====== Text provided

MOORHEAD – The Heimarck Center, home to the Sanford Heimarck School of Health Professions, has technically been open since classes began in Aug. But it wasn’t until Oct. 12 that it truly, spiritually opened, following its dedication ceremony.
Roughly one hundred alumni and a few current students gathered outside the brand-new building just before 1 p.m., braving the blustery winds in order to attend. The ceremony began with a quick speech by Reverend Terry Brandt.
“We gather here today to celebrate a momentous occasion, the dedication and ribbon cutting of the Sanford Heimarck Center,” Brandt said. “This marks a significant milestone in our deepening commitment to excellence in education and healthcare.”
Several speakers took to the podium throughout the dedication, including Sanford Health’s Vice President of Nursing and Clinical Services Theresa Larson, the dean of the School of Health Professions professor Gwen Haalas and Concordia President Colin Irvine.
Additionally, two other speakers, Sara Heimarck Hanson and David Horazdovsky, talked about the legacy of the building and the school’s late namesake, Professor Ted Heimarck.
Heimarck was a professor of health at Concordia from 1961 until 1998, and created the Healthcare Administration program. He passed away in 2007.
Heimarck was heavily praised throughout the ceremony, with Brandt referring to him as “a distinguished professor”. His daughter, Heimarck Hanson and alum Horazdovsky spoke fondly of his impacts. Heimarck Hanson commended his abilities as a father, while Horazdovsky spoke about how Heimarck was a great mentor.
“Everybody got jobs after they graduated,” Horazdovsky said, referring to Heimarck’s talent of finding connections.
Haalas’ speech was another thanks to Heimarck and Sanford Health, who support the school. She shared a few new developments in the school.

============
====== Data excerpts

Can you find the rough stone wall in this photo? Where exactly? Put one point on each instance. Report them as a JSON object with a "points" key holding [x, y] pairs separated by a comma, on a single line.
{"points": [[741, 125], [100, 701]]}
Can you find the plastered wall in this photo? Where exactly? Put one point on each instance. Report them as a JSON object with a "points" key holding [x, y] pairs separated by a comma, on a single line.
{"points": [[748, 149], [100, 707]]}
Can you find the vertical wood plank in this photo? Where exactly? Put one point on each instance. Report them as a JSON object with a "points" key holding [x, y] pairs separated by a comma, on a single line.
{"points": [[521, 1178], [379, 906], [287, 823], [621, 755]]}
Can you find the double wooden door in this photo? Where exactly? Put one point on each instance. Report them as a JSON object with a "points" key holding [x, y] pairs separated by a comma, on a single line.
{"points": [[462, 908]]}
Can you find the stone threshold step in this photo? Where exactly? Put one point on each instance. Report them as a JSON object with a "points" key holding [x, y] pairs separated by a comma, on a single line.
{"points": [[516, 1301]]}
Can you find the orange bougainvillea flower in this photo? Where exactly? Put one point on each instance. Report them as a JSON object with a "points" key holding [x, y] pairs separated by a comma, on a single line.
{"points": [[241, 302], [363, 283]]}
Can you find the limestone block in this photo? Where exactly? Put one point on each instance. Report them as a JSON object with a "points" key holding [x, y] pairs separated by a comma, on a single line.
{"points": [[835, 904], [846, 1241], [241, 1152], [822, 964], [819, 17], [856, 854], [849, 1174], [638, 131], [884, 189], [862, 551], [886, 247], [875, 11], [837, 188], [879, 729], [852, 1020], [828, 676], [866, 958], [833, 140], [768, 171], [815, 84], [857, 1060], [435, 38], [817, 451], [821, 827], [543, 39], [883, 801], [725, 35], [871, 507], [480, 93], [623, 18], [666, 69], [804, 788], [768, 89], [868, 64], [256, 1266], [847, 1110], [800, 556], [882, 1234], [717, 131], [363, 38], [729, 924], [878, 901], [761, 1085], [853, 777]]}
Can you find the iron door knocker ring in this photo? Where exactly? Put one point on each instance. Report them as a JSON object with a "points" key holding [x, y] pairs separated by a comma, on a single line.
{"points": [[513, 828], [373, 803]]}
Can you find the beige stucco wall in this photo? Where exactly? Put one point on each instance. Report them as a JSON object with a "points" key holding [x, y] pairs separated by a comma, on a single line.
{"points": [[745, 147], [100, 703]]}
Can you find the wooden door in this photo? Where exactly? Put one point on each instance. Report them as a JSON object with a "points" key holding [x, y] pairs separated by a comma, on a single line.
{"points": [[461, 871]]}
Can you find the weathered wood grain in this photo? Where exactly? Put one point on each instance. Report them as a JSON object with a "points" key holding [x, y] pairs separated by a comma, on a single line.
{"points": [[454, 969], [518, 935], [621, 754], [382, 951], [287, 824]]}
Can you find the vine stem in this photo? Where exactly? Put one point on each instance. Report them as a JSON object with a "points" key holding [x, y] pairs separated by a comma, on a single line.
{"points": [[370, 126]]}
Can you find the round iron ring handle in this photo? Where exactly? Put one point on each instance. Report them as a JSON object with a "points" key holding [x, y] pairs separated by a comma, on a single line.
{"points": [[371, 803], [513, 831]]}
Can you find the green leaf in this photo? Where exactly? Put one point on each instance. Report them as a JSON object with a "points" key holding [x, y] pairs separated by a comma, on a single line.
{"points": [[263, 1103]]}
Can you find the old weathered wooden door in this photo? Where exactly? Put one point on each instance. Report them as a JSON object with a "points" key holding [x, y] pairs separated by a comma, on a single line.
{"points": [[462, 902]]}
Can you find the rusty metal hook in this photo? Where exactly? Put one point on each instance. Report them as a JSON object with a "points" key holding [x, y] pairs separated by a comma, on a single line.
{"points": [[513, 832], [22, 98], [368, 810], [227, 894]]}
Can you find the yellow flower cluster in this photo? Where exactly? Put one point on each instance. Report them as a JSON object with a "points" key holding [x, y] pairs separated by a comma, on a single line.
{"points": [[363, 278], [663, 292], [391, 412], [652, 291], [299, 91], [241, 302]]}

============

## Activity list
1: In the article on the Heimarck Center dedication, during which years was Ted Heimarck a professor of health at Concordia?
2: Continue the article on the Heimarck Center dedication from its last sentence.

## Answers per task
1: From 1961 until 1998.

2:
“New programs include a master’s in social work, training in leadership and healthcare systems for health professionals, education in public health, and a partnership with NDSU in preparing pharmacists,” Haalas said. Another opportunity includes “An early acceptance program for our premed students at the new Montana College of Osteopathic Medicine in Billings” Haalas said.
There are also plans for expansions of the school in the future, “We are planning a new Center for Population Health that will include our faculty in social work, healthcare leadership, wellness, and new faculty in sociology and health,” Haalas said.
After Irvine’s brief speech, which thanked the donors and designers of the center, it was time for the ribbon cutting ceremony. Over a dozen people lined up to hold a blue ribbon in front of the podium. Following a brief photo op, they held a large pair of scissors and cut the ribbon. The Heimarck Center was officially open.
Following the ceremony was an open house inside. Light refreshments were provided as people moved inside to tour the new building. A few highlights include simulation hospital rooms for students to practice their skills in a healthcare setting, several large, modern classrooms for seminars to spur discussion and a “Bod Pod”, in which someone can step inside a machine that will measure your body density.
“We have an audacious mission to influence the affairs of the world,” Haalas said. “I know that we will do that with this Center and our new programs.”